PROVIDED RECORDS |
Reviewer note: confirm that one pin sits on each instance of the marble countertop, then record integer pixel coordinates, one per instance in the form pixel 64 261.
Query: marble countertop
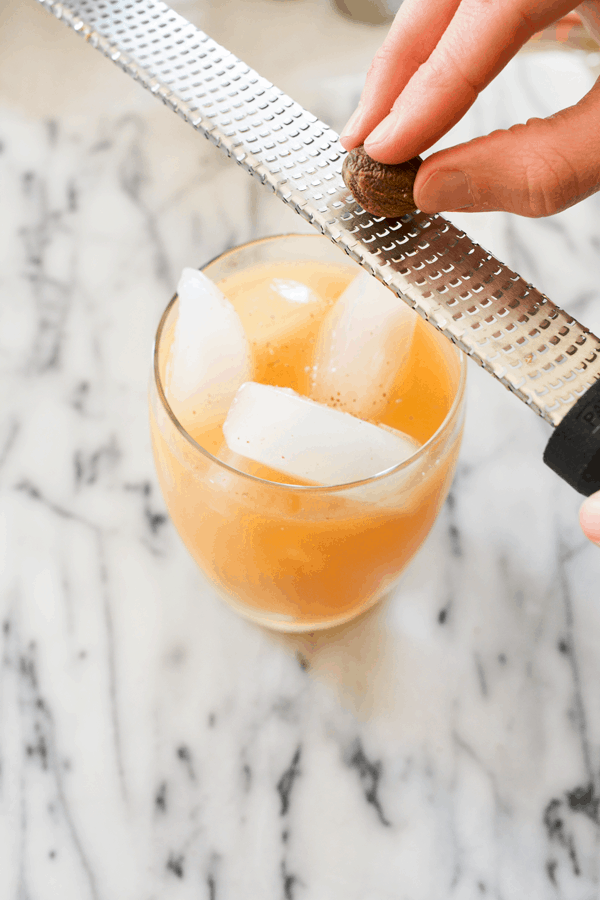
pixel 152 744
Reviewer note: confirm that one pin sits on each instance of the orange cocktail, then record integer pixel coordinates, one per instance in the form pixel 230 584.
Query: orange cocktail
pixel 283 550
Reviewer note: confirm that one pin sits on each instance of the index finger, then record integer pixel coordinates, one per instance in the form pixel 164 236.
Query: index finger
pixel 481 38
pixel 417 27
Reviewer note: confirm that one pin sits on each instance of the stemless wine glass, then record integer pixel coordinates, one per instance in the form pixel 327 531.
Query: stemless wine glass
pixel 295 557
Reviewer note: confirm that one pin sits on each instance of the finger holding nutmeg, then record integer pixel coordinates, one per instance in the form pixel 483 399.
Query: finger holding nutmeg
pixel 381 189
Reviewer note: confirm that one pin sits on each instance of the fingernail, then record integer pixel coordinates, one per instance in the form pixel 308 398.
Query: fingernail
pixel 446 189
pixel 383 131
pixel 589 517
pixel 352 123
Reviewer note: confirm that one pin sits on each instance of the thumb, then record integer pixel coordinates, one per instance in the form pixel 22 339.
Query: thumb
pixel 533 170
pixel 589 517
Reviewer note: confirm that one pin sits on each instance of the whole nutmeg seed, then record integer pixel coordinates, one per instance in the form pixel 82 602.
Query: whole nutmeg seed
pixel 383 190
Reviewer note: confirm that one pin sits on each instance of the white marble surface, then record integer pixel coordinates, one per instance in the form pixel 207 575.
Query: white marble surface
pixel 153 745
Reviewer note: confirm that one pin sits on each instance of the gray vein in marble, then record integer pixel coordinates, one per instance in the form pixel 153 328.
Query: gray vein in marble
pixel 42 748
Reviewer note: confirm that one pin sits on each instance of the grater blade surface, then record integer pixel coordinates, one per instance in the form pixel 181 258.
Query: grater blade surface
pixel 538 351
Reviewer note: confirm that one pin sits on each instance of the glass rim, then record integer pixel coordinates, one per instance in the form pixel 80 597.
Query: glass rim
pixel 310 488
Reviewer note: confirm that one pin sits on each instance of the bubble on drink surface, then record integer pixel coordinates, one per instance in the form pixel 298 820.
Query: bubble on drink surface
pixel 210 356
pixel 363 344
pixel 279 428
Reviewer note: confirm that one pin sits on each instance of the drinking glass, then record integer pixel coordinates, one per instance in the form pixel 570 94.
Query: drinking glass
pixel 295 557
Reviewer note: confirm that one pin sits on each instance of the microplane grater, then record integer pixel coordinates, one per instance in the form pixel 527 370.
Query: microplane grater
pixel 538 351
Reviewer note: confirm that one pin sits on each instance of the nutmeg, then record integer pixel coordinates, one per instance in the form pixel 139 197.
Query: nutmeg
pixel 383 190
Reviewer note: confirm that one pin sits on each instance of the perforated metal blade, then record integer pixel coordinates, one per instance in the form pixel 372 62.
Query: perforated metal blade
pixel 535 349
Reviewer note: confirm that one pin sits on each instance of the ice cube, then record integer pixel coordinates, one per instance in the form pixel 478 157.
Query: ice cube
pixel 363 343
pixel 210 356
pixel 307 440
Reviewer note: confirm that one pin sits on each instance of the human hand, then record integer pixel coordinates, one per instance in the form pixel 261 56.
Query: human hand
pixel 589 517
pixel 438 56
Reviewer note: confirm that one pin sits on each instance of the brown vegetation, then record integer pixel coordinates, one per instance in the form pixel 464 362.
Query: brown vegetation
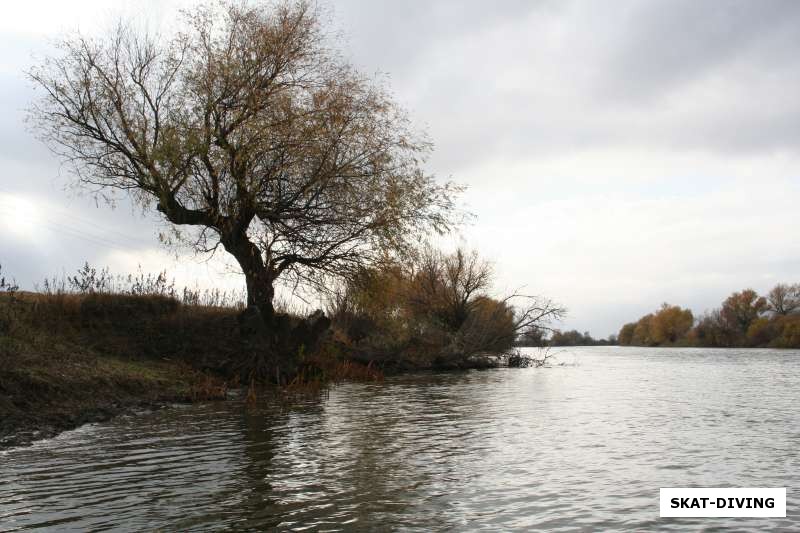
pixel 249 131
pixel 435 312
pixel 745 319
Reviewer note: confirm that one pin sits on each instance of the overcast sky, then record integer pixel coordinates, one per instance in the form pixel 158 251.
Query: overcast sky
pixel 618 154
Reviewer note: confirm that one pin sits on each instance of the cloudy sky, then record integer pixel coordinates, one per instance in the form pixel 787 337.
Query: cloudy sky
pixel 618 154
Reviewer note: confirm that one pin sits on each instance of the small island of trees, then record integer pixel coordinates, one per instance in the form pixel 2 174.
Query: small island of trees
pixel 745 319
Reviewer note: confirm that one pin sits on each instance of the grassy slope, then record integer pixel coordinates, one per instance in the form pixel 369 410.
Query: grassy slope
pixel 64 363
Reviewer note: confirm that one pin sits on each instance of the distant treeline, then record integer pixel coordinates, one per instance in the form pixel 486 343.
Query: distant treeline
pixel 745 319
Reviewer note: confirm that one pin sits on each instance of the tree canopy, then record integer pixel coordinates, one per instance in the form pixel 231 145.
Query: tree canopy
pixel 249 127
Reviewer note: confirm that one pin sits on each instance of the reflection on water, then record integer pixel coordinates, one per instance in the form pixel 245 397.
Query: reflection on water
pixel 583 446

EXERCISE DESCRIPTION | Rewrite the material from its beginning up to and including the line containing "pixel 152 744", replacing "marble countertop" with "quartz countertop" and leaving all else unchanged. Omit the pictures from your answer.

TASK ANSWER |
Reviewer note: confirm that one pin sits on each instance of the quartz countertop, then record integer pixel coordinates, one per instance in the form pixel 64 261.
Query: quartz countertop
pixel 152 744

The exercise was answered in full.